▶ [Task to complete] Each line from the one that has "Target: crowd in background" through the final line of the listing is to be written out exactly, and no other line is.

▶ [Provided entries]
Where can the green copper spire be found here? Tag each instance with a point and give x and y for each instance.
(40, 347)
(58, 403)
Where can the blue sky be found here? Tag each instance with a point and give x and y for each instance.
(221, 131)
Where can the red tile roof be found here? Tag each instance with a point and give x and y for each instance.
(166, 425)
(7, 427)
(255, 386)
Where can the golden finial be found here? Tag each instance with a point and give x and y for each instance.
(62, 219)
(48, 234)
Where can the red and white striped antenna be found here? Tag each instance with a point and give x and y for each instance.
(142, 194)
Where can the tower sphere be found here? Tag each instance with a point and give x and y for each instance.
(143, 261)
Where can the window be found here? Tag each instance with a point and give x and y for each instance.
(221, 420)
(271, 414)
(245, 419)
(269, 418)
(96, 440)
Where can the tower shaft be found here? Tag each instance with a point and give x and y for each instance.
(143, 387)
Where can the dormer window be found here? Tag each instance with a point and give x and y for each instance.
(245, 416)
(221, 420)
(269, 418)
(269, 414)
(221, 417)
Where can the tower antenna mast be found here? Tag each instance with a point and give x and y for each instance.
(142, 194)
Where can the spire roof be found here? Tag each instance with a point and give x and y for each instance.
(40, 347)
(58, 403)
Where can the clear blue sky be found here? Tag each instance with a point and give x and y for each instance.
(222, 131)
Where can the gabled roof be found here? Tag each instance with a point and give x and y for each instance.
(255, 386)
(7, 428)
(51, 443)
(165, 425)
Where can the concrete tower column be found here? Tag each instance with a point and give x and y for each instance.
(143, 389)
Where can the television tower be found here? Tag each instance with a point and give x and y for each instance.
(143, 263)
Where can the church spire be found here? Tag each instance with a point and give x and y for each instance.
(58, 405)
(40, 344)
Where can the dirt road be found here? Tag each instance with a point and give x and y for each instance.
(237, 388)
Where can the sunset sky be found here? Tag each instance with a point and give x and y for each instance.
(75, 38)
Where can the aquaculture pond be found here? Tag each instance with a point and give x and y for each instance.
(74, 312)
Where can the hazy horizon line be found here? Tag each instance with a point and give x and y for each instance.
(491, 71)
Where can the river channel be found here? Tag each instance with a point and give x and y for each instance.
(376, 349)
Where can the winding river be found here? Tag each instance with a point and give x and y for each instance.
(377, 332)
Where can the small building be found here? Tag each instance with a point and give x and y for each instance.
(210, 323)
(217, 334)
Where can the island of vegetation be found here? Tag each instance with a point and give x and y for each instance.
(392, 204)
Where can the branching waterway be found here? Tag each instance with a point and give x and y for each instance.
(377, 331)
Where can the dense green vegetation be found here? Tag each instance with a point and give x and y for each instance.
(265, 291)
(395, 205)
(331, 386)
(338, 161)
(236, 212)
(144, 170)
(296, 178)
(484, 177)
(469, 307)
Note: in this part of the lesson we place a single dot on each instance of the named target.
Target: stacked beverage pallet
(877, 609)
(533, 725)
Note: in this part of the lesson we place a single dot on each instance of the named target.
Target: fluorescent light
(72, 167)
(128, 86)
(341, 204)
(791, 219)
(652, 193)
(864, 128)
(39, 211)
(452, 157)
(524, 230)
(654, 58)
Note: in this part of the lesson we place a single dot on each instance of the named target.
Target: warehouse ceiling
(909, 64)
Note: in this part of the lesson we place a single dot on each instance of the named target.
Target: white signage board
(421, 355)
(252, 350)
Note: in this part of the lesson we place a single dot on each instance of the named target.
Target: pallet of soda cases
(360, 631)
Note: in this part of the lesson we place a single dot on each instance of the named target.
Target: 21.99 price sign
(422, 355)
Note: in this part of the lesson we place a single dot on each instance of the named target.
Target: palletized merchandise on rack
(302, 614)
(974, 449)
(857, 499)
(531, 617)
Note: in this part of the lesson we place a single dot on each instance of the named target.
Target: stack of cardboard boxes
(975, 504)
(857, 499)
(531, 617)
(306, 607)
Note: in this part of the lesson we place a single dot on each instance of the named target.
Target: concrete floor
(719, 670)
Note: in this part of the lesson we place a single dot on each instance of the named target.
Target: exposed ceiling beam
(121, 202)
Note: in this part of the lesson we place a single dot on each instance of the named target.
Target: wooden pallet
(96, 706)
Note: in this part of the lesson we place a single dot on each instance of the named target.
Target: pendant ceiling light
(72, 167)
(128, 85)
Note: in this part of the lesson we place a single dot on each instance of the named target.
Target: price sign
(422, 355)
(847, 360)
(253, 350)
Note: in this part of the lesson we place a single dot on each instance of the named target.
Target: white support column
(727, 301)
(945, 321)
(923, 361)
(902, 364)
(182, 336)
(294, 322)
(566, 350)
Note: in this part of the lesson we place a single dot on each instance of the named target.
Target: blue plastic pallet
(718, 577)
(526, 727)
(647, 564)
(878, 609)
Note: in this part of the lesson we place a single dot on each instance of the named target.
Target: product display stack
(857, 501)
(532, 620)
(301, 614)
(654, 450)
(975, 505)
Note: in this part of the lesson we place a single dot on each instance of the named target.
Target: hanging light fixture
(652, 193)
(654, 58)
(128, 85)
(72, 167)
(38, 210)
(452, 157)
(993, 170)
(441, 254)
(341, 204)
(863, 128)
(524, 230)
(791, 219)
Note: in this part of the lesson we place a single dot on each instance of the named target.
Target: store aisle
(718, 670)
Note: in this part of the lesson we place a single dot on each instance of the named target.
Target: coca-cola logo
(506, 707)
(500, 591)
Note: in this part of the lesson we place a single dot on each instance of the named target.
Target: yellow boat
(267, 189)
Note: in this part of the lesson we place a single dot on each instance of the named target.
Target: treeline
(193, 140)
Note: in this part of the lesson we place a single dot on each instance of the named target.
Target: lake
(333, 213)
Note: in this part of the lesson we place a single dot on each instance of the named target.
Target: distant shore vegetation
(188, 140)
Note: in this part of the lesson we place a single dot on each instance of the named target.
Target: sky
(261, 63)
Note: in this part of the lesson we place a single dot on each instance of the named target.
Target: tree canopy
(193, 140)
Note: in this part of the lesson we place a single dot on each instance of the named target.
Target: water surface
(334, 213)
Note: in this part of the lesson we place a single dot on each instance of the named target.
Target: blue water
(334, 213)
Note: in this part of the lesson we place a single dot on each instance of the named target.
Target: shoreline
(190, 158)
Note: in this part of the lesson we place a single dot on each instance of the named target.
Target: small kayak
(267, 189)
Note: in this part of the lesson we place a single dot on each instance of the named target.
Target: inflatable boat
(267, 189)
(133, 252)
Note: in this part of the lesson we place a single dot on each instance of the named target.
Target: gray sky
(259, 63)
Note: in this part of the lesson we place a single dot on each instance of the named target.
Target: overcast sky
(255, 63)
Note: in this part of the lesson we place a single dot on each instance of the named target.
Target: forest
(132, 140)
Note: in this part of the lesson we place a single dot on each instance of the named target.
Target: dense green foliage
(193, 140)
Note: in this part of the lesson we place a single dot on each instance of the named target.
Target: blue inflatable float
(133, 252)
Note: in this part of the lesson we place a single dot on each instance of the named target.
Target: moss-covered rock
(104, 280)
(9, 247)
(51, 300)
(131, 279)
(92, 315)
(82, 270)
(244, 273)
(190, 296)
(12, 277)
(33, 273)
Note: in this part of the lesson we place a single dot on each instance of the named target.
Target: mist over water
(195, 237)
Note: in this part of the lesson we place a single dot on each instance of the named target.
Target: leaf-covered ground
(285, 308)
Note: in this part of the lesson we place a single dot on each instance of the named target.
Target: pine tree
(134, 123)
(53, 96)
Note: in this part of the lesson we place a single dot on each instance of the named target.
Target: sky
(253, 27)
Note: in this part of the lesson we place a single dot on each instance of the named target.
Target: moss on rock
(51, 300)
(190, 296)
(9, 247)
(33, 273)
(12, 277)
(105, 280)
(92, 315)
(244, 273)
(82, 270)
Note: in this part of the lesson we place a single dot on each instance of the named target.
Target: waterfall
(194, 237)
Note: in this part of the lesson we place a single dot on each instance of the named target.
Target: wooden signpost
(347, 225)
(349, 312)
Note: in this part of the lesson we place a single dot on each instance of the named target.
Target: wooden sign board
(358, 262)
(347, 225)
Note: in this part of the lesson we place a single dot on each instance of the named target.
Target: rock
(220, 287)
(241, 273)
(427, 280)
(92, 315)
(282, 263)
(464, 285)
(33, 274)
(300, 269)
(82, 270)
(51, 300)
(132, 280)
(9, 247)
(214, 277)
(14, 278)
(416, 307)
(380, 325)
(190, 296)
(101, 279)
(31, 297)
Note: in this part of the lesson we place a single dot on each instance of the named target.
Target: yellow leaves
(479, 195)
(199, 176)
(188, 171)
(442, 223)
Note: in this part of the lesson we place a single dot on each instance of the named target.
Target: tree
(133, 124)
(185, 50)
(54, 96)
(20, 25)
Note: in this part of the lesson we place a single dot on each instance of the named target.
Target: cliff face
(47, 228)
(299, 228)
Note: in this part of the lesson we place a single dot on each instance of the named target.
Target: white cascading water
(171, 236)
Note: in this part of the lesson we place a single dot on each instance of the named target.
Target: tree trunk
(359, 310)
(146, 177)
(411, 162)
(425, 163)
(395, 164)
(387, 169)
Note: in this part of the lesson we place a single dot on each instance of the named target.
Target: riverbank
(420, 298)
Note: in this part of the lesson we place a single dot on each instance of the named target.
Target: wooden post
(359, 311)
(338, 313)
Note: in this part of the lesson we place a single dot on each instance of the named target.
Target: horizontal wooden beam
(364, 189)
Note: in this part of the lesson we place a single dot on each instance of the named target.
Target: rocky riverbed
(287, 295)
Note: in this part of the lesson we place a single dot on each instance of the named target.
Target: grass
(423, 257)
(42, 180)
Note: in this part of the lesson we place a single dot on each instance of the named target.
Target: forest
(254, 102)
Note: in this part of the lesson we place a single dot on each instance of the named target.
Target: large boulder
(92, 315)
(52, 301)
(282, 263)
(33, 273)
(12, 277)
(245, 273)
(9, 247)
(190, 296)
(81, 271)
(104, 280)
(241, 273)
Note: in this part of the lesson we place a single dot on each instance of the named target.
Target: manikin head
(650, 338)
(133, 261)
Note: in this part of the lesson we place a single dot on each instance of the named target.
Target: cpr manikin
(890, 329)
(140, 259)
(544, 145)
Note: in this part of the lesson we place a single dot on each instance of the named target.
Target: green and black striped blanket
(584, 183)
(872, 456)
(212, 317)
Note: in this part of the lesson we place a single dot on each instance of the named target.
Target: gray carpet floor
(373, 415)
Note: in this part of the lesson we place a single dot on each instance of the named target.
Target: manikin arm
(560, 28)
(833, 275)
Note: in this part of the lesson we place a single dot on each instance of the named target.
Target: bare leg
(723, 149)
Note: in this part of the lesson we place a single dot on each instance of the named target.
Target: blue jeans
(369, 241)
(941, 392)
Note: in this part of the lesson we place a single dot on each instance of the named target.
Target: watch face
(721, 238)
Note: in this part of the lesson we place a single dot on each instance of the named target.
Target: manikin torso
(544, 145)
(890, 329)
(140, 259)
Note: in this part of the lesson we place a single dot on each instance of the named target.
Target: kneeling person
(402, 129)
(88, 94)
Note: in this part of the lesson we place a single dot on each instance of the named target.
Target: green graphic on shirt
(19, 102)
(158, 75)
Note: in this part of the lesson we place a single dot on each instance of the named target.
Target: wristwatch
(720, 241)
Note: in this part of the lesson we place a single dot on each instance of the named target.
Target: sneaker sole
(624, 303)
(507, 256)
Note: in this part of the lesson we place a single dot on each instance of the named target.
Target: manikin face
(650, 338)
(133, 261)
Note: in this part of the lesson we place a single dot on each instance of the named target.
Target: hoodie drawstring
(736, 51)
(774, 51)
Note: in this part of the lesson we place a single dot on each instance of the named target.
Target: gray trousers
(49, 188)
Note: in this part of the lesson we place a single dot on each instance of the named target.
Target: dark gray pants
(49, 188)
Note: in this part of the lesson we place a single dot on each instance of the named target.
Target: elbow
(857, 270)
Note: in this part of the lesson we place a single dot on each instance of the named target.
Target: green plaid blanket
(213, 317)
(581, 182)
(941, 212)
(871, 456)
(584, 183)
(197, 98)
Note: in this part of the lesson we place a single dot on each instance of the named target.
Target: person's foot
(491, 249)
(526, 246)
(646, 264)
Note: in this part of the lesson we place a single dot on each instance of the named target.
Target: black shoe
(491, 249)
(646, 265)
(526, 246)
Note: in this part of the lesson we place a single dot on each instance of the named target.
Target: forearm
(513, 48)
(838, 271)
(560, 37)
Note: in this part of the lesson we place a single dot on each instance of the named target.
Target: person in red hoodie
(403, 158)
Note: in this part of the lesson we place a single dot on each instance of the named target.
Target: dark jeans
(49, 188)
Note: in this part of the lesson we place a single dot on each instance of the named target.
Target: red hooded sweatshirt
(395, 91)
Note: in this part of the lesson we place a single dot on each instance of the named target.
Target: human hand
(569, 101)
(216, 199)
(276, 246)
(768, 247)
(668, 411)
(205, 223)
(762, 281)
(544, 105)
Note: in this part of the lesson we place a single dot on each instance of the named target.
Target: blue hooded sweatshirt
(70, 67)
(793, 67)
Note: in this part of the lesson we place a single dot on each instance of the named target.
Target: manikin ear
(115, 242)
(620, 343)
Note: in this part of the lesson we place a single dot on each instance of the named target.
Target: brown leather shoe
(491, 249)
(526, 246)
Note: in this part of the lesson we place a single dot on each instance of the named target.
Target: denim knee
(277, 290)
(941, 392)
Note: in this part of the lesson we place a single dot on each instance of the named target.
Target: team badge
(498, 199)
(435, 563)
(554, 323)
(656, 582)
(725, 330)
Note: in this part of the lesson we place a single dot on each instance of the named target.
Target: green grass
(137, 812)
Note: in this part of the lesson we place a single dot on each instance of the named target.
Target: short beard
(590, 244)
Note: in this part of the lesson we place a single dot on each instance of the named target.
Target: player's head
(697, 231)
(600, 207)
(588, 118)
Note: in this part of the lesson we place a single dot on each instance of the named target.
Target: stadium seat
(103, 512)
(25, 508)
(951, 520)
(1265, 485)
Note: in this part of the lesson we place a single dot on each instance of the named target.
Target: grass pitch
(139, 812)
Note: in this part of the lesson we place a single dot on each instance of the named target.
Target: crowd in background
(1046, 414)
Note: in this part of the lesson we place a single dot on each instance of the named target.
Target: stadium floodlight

▶ [Completed exercise]
Target: crowd in background
(1046, 414)
Note: in this part of the lesson we place a single dot on each instance of the named target.
Target: stadium floodlight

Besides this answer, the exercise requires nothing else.